● Selected text:

◆ ◆ ◆ ◆ ◆ ◆ ◆

Under constitutional law, a person is protected by the Fourth Amendment against any unreasonable search and seizure of his or her person. To establish that the search or seizure is reasonable, there needs to be “consent” to the search/seizure by the person or a “warrant” obtained by law enforcement from a judge finding that the search/seizure was reasonable. If law enforcement does not have consent or a warrant, then the search/seizure has to be executed as a result of an “exigent circumstance.”

So, the question decided in Missouri v. McNeely was whether the “natural dissipation of alcohol in the bloodstream” (losing the evidence by having the alcohol level decrease in the blood) amounts to an exigent circumstance qualifying the dissipation of blood as an “exception to the warrant requirement” thereby justifying taking the driver’s blood during a DUI investigation against the driver’s will and without a warrant.

The Court decided that Mr. McNeely’s stop involved a routine DWI (driving while intoxicated) investigation where no factors other than the natural dissipation of blood alcohol were there to support an emergency. Therefore, without having an emergency present (exigent circumstance), law enforcement did not have a reason to bypass a search warrant from a judge before conducting a “search” of Mr. McNeely’s body and “seizing” his blood against his will.

◆ ◆ ◆ ◆ ◆ ◆ ◆

● Questions:
1/ According to the McNeely excerpt, what two things can establish that a search or seizure is reasonable?
2/ Extract everything in the McNeely excerpt from "The Court decided" down to "against his will.".
3/ Recast the paragraph of the McNeely excerpt beginning "The Court decided" as a short bulleted list that keeps its main facts.
The items after this point come from a separate source.

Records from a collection

◆ ◆ ◆ ◆ ◆ ◆ ◆

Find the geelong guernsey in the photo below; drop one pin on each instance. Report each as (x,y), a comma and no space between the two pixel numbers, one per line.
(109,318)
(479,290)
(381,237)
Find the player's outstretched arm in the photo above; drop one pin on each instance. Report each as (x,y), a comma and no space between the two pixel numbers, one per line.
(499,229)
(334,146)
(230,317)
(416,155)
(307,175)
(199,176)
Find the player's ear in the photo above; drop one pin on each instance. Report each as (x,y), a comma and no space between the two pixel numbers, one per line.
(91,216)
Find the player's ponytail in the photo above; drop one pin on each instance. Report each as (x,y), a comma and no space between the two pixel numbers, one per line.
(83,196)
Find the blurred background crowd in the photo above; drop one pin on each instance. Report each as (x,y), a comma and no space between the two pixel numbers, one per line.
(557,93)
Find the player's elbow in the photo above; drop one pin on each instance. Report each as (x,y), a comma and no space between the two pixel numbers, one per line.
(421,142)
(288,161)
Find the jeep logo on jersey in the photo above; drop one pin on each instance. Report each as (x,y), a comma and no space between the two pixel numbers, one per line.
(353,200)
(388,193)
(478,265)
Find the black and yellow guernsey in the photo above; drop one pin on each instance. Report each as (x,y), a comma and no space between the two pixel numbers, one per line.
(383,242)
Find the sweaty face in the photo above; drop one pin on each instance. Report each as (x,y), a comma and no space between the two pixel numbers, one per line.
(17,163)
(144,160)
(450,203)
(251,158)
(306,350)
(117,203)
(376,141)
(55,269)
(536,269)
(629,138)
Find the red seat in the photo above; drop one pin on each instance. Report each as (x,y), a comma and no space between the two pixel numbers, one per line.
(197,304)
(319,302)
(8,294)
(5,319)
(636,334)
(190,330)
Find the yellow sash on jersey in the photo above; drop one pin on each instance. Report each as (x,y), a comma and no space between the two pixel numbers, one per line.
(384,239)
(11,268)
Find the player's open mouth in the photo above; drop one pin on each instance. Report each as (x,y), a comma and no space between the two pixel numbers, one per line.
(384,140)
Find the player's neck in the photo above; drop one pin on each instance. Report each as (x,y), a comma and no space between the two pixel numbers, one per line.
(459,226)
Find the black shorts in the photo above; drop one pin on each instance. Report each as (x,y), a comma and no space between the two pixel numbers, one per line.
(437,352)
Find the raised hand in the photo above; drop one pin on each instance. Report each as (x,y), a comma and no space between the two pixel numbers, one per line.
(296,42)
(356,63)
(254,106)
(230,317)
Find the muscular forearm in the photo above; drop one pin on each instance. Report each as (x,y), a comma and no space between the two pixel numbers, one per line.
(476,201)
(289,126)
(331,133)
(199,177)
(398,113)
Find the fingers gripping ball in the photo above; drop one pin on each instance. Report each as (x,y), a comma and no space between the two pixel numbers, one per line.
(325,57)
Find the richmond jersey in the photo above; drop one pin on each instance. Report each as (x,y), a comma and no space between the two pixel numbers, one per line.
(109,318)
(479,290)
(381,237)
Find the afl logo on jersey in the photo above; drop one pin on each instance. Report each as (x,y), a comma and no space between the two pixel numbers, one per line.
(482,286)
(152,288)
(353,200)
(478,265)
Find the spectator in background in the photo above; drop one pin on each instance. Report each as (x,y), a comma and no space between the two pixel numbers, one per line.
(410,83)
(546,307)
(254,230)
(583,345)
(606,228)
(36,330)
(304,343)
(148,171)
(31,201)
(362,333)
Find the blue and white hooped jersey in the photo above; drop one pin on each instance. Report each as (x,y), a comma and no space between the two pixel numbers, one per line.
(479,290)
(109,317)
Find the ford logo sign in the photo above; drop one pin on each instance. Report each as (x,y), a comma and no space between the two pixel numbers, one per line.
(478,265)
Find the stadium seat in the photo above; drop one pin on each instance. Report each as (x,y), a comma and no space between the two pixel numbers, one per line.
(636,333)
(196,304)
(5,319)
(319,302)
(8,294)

◆ ◆ ◆ ◆ ◆ ◆ ◆

● Task answers:
1/ Consent to the search or seizure by the person, or a warrant obtained by law enforcement from a judge.

2/
The Court decided that Mr. McNeely’s stop involved a routine DWI (driving while intoxicated) investigation where no factors other than the natural dissipation of blood alcohol were there to support an emergency. Therefore, without having an emergency present (exigent circumstance), law enforcement did not have a reason to bypass a search warrant from a judge before conducting a “search” of Mr. McNeely’s body and “seizing” his blood against his will.

3/
- The Court found that Mr. McNeely's stop involved a routine DWI (driving while intoxicated) investigation.
- No factor other than the natural dissipation of blood alcohol supported an emergency.
- With no emergency (exigent circumstance) present, law enforcement had no reason to bypass a search warrant from a judge before searching Mr. McNeely's body and seizing his blood against his will.